## Study material

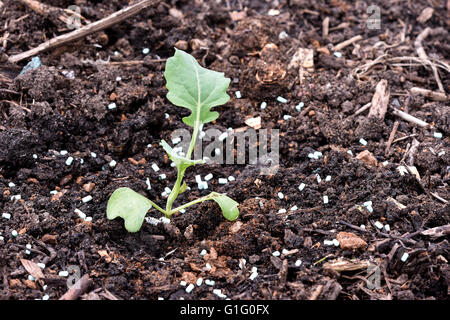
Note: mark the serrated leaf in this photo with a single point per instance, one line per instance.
(130, 206)
(229, 207)
(180, 162)
(196, 88)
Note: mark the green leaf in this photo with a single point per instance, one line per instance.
(129, 205)
(193, 87)
(229, 207)
(180, 162)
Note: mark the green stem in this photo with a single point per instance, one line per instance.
(202, 199)
(176, 188)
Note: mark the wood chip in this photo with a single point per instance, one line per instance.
(32, 268)
(350, 241)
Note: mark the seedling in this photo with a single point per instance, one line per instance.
(197, 89)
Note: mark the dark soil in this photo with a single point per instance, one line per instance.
(43, 112)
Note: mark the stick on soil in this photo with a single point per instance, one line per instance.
(102, 24)
(380, 100)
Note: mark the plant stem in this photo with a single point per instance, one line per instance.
(202, 199)
(176, 188)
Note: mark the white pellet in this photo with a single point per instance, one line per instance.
(299, 106)
(223, 136)
(404, 257)
(281, 99)
(87, 199)
(80, 214)
(63, 273)
(437, 135)
(379, 225)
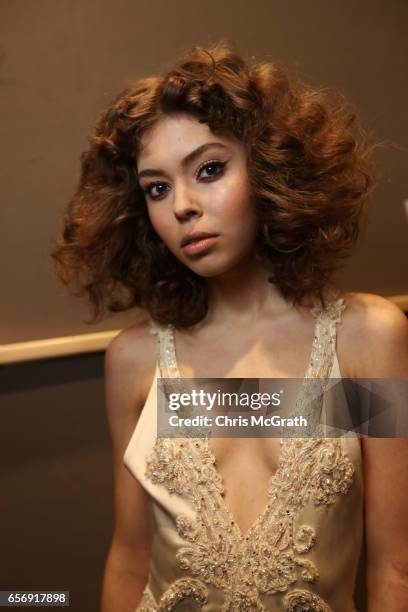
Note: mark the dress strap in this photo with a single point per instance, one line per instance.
(324, 342)
(167, 356)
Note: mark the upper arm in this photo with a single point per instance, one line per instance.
(373, 342)
(378, 348)
(129, 368)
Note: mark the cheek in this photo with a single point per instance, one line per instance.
(159, 222)
(234, 202)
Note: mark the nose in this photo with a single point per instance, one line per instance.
(186, 205)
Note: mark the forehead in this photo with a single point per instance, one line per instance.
(176, 135)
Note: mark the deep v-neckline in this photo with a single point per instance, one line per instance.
(310, 372)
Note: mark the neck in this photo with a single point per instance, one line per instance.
(243, 294)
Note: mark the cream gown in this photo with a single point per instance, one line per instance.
(301, 553)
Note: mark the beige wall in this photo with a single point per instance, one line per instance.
(62, 61)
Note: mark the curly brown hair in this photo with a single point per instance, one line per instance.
(309, 169)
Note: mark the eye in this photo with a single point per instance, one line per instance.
(159, 194)
(213, 167)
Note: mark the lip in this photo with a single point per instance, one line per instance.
(194, 236)
(200, 245)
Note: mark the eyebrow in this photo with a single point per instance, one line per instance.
(186, 160)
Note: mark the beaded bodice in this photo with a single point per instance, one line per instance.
(200, 558)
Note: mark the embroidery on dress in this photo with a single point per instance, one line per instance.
(271, 556)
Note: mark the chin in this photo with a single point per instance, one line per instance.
(207, 269)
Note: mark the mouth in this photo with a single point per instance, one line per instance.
(195, 236)
(198, 243)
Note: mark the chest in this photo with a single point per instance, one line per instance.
(273, 355)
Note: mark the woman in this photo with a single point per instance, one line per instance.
(221, 197)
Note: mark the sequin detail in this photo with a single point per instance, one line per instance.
(184, 588)
(304, 601)
(272, 555)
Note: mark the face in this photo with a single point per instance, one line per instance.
(197, 182)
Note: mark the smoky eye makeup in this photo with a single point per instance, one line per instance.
(208, 166)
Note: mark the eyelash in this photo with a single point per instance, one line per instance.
(212, 162)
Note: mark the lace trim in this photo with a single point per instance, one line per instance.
(271, 556)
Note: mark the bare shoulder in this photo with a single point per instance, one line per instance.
(373, 337)
(133, 353)
(130, 361)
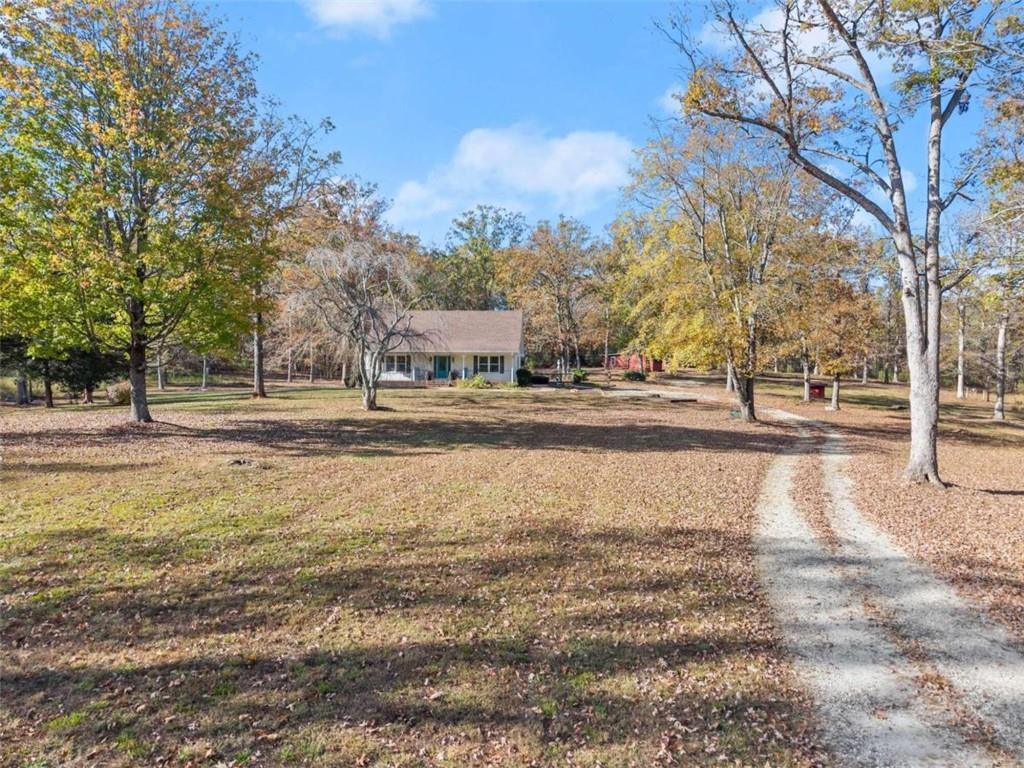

## Task requirements
Copy each line of the records precisely and drop any images they hold.

## The completed task
Note: mark the serrated leaf in this photo with a single point per instance, one line per instance.
(130, 206)
(229, 207)
(180, 162)
(196, 88)
Note: mark the green leaf in this photo with a single point per instance, one line per instance.
(129, 205)
(193, 87)
(229, 207)
(180, 162)
Note: mark the green stem in this photo with a single point per instance, one line per instance.
(202, 199)
(176, 188)
Note: mark the wood chip in this photo with a single point per instance, one line per instance.
(32, 268)
(350, 241)
Note: mark the seedling in this photo with a single point per instance, one line per instance.
(197, 89)
Note: mark the dark soil in this photo with a single point per instance, one line per instance.
(43, 112)
Note: mark the stick on soil in this photo with a single point per instance, one line per instance.
(102, 24)
(380, 100)
Note: mark the plant stem in this photo with a single point per instance, one line per instance.
(202, 199)
(176, 188)
Note: mark the white pellet in this photo with a single point per instance, one line per instance.
(299, 106)
(223, 136)
(404, 257)
(281, 99)
(87, 199)
(80, 214)
(63, 273)
(437, 135)
(379, 225)
Note: mark the dress strap in this photo with a single point per instance, one line per instance.
(324, 342)
(167, 356)
Note: mark the upper arm in this photo with a single point per instance, one line per instance.
(373, 342)
(378, 348)
(129, 368)
Note: mark the cheek in this photo with a single point per instance, one line per instance.
(159, 222)
(234, 202)
Note: mark the nose in this photo with a single point per instance, one line per instance.
(186, 205)
Note: mark the forehead in this photo with a single point per instance, one line per instance.
(176, 135)
Note: mark the deep v-neckline in this photo with a single point per instance, one line per instance.
(310, 372)
Note: mark the neck in this photo with a single point per instance, one line per instance.
(243, 294)
Note: mark the cream gown in this photo with a single point per instance, one line per instance.
(301, 553)
Note: mark the beige wall in this photo with a single point per instance, one line per instance.
(62, 61)
Note: mark the curly brown hair in this photo with a single point per instance, one line per instance.
(309, 169)
Note: mark the eye in this photo with a single point per instance, one line per instance.
(159, 194)
(213, 167)
Note: mark the lip in this photo with a single point per instance, one line per instance.
(194, 236)
(200, 245)
Note: mark the eyebrow in this photo with a single point per instance, one line per instance.
(186, 160)
Note: mark the beaded bodice in this photo with a single point per instance, one line per instance.
(200, 558)
Note: mark the embroidery on dress in this photo with a single point per instance, one line per instance.
(271, 556)
Note: mark the chin in this photo with a single point per instance, one line per instance.
(207, 269)
Note: mark the mouth in this photo with a single point per instance, one line per instance.
(195, 236)
(198, 243)
Note: mark the chest in this photo with a single point per instance, one line per instance.
(273, 355)
Note: mark the woman in this photo with a single point per instance, one line per instance.
(221, 197)
Note: mark the sequin detail in this photo with a single point per instance, one line per instance.
(184, 588)
(304, 601)
(272, 555)
Note: mark the face in this photo with a single point per instance, one line per instance.
(197, 182)
Note: mark the smoky eye makeup in this photo with a single point per instance, one line per instance.
(208, 166)
Note: mark the eyelash in this photo with a single point per instance, one line per instance.
(212, 162)
Note: mark the lace trim in this photo with a single point per instance, one line per instance.
(271, 556)
Note: mark the bare shoulder in this photo with a single point per instance, one line per instance.
(373, 337)
(133, 353)
(130, 361)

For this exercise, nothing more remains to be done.